:: ARTICLE ::
···

# Royal Canin



## Gillian79 (Aug 2, 2011)

I'm currently feeding my 12 week old puppy Royal canin, which she enjoys so happy to stick with it. Is anyone else out there using it and if so what type? I have bought the one for medium dogs as she was on medium hills science plan from the breeder. When I emailed Royal Canin they said she should be on the one for small dogs but Cockapoos aren't classed as a small breed are they? Now I'm left really confused, any advice will be much appreciated.


----------



## Hfd (Aug 19, 2011)

Hi Gillian,
My puppy Billy came from the breeder with Royal Canin mini junior (green & white bag) and as he likes it I have left him on that. I emailed Royal Canin with the breed and his current weight and they sent me the exact measurements. They told me he would stay on this until 10 months when he would go onto the adult food.
Hope this helps. Helen x


----------



## clarelou (Sep 10, 2011)

Barney is on Junior Medium ( red bag) 
He was already on this with the breeder and he likes
It so we have carried on with it.
I suppose an American Cockapoo would be
Classed as a small breed as they are smaller
Than the English ones. Barney is chunky and 
I wouldn't say he is a small breed at all!!!


----------



## Dexter1011 (Aug 28, 2011)

Hi Dexter is 14 weeks and has been on Medium Junior since coming from the breeders. I give him 50g (or a bit over) three times a day My vet said to stay on this and to give him a little bit more if he needed it.


----------



## Guest (Oct 15, 2011)

···

Can you extend the forum thread above on feeding Royal Canin to a Cockapoo puppy, starting with the post by Guest?

:: DATASET ROWS ::
···

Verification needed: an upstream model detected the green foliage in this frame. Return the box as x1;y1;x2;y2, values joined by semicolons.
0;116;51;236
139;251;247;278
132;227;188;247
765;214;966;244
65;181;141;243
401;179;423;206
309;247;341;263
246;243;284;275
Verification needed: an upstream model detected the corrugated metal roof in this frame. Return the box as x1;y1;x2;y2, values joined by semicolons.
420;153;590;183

···

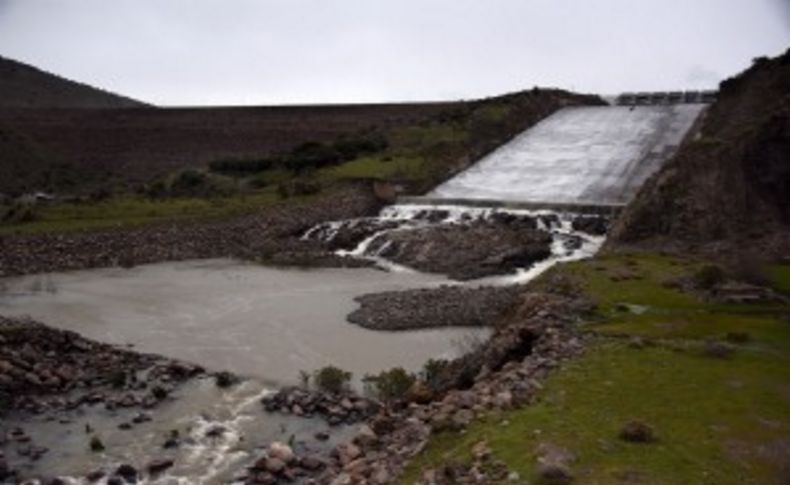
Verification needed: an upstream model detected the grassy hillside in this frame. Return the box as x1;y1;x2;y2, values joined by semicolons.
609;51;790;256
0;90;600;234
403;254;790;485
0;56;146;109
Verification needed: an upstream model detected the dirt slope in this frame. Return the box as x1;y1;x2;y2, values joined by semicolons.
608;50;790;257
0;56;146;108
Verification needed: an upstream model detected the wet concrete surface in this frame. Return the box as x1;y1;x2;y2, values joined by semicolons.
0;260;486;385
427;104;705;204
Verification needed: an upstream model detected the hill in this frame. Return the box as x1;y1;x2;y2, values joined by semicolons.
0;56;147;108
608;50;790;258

···

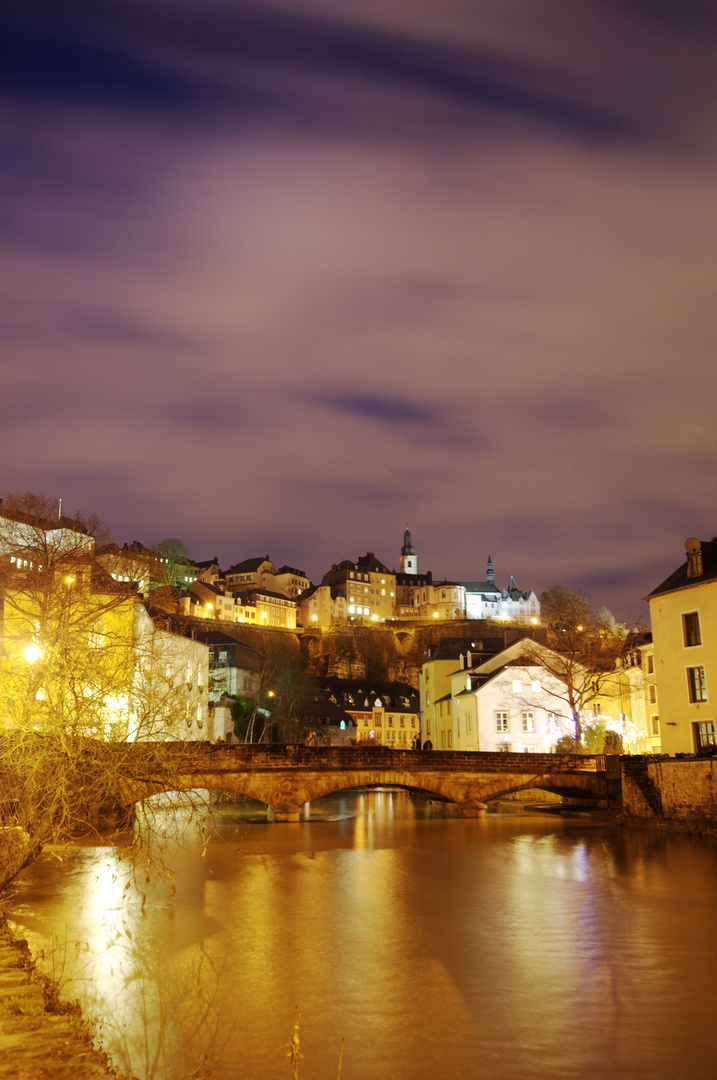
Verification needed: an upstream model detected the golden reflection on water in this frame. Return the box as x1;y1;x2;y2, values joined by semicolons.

···

:: EXERCISE RESULT ::
well folks glad to hear you are feeding the best food on the market ,i to feed royal canin as a breeder have done for many years it is FANTASTIC my adults and puppies never get fed up of it and never get anything else to eat ,except perhaps pigs ears to chew on, cockapoo puppies should have the green bag puppy /junior ,but must admit my older ones have the same they never get fat and never to thin and only go toilet no 2s once a day stick to it folks its safe convenient and simply the best ...janice at JANDAZ


----------



## Dexter1011 (Aug 28, 2011)

Hi I was wondering if the green version is best for toy poodle/spaniel and the red is miniture poodle/spaniel as I know they class Dexter as a medium dog and I would have thought a toy poodle/spaniel is a small dog. I could be wrong on this as new to having a puppy and would appreciate any advice.


----------



## Guest (Oct 15, 2011)

depending on the size and age of puppy ? i personally would give green bag for small dogs all mine have that even adults janice


----------



## Hfd (Aug 19, 2011)

Thanks Janice for your enthusiastic response regarding Royal Canin from your own years of experience.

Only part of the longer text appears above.